··· TASK INPUTS

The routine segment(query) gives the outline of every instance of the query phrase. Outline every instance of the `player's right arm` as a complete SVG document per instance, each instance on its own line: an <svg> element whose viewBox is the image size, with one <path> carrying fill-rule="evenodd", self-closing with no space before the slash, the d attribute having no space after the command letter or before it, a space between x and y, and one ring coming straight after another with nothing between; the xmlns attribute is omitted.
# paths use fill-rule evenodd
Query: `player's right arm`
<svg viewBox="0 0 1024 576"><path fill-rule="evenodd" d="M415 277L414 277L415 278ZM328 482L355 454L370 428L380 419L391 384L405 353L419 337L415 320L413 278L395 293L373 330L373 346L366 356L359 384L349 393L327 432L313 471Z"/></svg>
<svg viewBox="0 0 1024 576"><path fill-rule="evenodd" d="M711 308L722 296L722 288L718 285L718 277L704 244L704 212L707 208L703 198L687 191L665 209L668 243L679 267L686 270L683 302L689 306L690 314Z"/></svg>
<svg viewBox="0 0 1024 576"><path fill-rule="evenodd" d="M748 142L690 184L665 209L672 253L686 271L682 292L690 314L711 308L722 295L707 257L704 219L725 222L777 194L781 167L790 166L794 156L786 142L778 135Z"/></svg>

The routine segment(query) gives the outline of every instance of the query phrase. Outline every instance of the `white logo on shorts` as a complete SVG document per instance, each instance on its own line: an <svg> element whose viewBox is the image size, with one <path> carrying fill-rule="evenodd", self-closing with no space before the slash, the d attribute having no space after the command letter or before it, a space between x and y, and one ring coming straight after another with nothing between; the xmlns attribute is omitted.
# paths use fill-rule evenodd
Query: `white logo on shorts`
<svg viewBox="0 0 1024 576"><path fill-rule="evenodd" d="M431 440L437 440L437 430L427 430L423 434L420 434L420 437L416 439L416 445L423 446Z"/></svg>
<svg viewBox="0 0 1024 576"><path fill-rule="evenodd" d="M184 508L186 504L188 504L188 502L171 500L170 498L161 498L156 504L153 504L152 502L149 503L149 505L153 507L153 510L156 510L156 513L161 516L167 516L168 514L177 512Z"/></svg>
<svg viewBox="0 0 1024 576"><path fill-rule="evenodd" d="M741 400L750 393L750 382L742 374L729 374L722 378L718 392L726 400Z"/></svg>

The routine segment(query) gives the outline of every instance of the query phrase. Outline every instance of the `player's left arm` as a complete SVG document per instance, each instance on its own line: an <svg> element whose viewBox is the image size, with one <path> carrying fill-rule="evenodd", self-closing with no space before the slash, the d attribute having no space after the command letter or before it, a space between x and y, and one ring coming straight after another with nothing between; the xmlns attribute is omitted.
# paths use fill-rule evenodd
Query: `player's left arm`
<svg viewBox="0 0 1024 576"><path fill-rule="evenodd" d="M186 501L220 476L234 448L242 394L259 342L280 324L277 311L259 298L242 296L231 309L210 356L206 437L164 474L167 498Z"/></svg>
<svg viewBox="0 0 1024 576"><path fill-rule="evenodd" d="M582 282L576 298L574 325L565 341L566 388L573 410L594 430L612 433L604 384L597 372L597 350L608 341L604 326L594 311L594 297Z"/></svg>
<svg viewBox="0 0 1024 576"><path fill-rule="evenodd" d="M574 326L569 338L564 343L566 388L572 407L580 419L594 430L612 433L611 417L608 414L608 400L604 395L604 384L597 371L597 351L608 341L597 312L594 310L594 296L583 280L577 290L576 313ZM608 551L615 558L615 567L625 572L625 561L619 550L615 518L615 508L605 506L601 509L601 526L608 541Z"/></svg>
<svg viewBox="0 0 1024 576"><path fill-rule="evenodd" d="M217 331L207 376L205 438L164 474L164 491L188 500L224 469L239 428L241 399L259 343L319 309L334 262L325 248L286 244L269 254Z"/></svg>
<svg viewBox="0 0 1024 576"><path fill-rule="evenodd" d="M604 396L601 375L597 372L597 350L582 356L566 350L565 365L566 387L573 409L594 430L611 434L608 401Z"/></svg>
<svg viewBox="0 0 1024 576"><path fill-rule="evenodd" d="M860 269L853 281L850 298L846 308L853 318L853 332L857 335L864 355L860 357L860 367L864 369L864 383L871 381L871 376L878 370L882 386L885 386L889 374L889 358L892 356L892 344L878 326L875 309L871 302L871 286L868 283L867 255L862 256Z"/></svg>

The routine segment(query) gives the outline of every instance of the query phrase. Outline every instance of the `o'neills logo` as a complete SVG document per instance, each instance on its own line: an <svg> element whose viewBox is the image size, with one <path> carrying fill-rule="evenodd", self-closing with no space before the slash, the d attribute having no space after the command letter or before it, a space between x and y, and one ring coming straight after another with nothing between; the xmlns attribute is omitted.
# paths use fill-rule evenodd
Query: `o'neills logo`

······

§ **WHAT IS NEEDED**: What is needed is an exact copy of every record above.

§ **WRITTEN ANSWER**:
The routine segment(query) gives the outline of every instance of the query phrase. Outline every instance of the `player's right arm` as a complete SVG document per instance, each instance on its own line: an <svg> element whose viewBox is the image size, with one <path> carrying fill-rule="evenodd", self-closing with no space before the slash, the d attribute having no space after the command letter or before it, a space between x and y, and one ring coming straight after another with nothing between; the xmlns attribute is omitted.
# paths use fill-rule evenodd
Query: `player's right arm`
<svg viewBox="0 0 1024 576"><path fill-rule="evenodd" d="M415 277L414 277L415 278ZM328 482L355 454L370 428L380 419L391 384L405 353L419 337L415 320L413 278L395 293L373 330L373 346L366 356L359 384L349 393L327 432L313 471Z"/></svg>
<svg viewBox="0 0 1024 576"><path fill-rule="evenodd" d="M711 308L722 296L722 288L718 285L718 277L704 244L704 212L707 208L703 198L687 191L665 209L668 243L679 267L686 270L683 302L689 306L690 314Z"/></svg>
<svg viewBox="0 0 1024 576"><path fill-rule="evenodd" d="M748 142L690 184L665 209L672 253L686 271L682 292L690 314L711 308L722 295L707 257L704 219L725 222L777 194L781 167L790 166L794 156L786 142L778 135Z"/></svg>

The routine segment(query) gives the outline of every instance of the query phrase. Outline every instance of the `white logo on shorts` as a complete SVG document per instance, each instance on its own line: an <svg> element whose viewBox is the image size, with one <path> carrying fill-rule="evenodd", self-closing with no space before the slash, the d attribute having no space after the command letter or before it, a space between x and y, and one ring coming straight after another with nothing between; the xmlns attribute is omitted.
# paths use fill-rule evenodd
Query: `white logo on shorts`
<svg viewBox="0 0 1024 576"><path fill-rule="evenodd" d="M431 440L437 440L437 430L427 430L423 434L420 434L420 437L416 439L416 445L423 446Z"/></svg>
<svg viewBox="0 0 1024 576"><path fill-rule="evenodd" d="M184 508L186 504L188 504L188 502L171 500L170 498L161 498L156 504L153 504L152 502L149 503L149 505L153 507L153 510L156 510L156 513L161 516L167 516L168 514L177 512Z"/></svg>
<svg viewBox="0 0 1024 576"><path fill-rule="evenodd" d="M741 400L750 393L750 382L742 374L729 374L722 378L718 392L726 400Z"/></svg>

The routine segment(query) gives the outline of every instance of the query phrase. Outline every instance of the `player's left arm` as a complete SVG document per instance, each instance on its own line: an <svg> element whose viewBox is the image size, with one <path> carrying fill-rule="evenodd", self-closing with no space before the slash, the d attribute having no space after the command letter or before it, a space between x and y, and one ring coming straight after another with nothing between; the xmlns attribute is omitted.
# paths use fill-rule evenodd
Query: `player's left arm`
<svg viewBox="0 0 1024 576"><path fill-rule="evenodd" d="M186 501L220 476L234 448L242 394L259 342L280 324L277 311L259 298L242 296L231 309L210 356L206 437L164 474L167 498Z"/></svg>
<svg viewBox="0 0 1024 576"><path fill-rule="evenodd" d="M582 282L576 298L574 325L565 341L566 388L573 410L594 430L612 433L604 384L597 372L597 350L608 341L604 326L594 311L594 297Z"/></svg>
<svg viewBox="0 0 1024 576"><path fill-rule="evenodd" d="M574 326L569 338L564 343L566 388L572 407L580 419L594 430L612 433L611 417L608 414L608 400L604 395L604 384L597 371L597 351L608 341L597 312L594 310L594 296L583 280L577 290L576 313ZM608 551L615 558L615 567L625 572L625 561L619 550L615 518L615 508L605 506L601 509L601 526L608 541Z"/></svg>
<svg viewBox="0 0 1024 576"><path fill-rule="evenodd" d="M217 331L207 376L205 438L164 474L164 491L188 500L224 469L239 428L241 399L259 343L319 309L334 262L325 248L286 244L269 254Z"/></svg>
<svg viewBox="0 0 1024 576"><path fill-rule="evenodd" d="M604 396L601 375L597 372L597 350L582 356L566 350L565 365L566 387L573 409L594 430L611 434L608 401Z"/></svg>
<svg viewBox="0 0 1024 576"><path fill-rule="evenodd" d="M860 269L853 281L850 298L846 308L853 318L853 332L857 335L864 355L860 357L860 367L864 369L864 383L871 381L871 376L878 370L882 386L885 386L889 374L889 358L892 356L892 344L878 326L875 309L871 302L871 286L868 283L867 255L862 256Z"/></svg>

The routine segment(query) gives the outline of every instance of the query phrase. Outline every instance of the `o'neills logo` as a complete SVG document per instance, each instance on its own line: an <svg> element whose viewBox is the image size, with one <path> carrying fill-rule="evenodd", self-closing with no space before the slash, the d attribute having no space after the command letter or before it, a space between x and y, and one ring coming straight after another with nothing between; the xmlns attribute is omitted.
# paths use fill-rule evenodd
Query: `o'neills logo`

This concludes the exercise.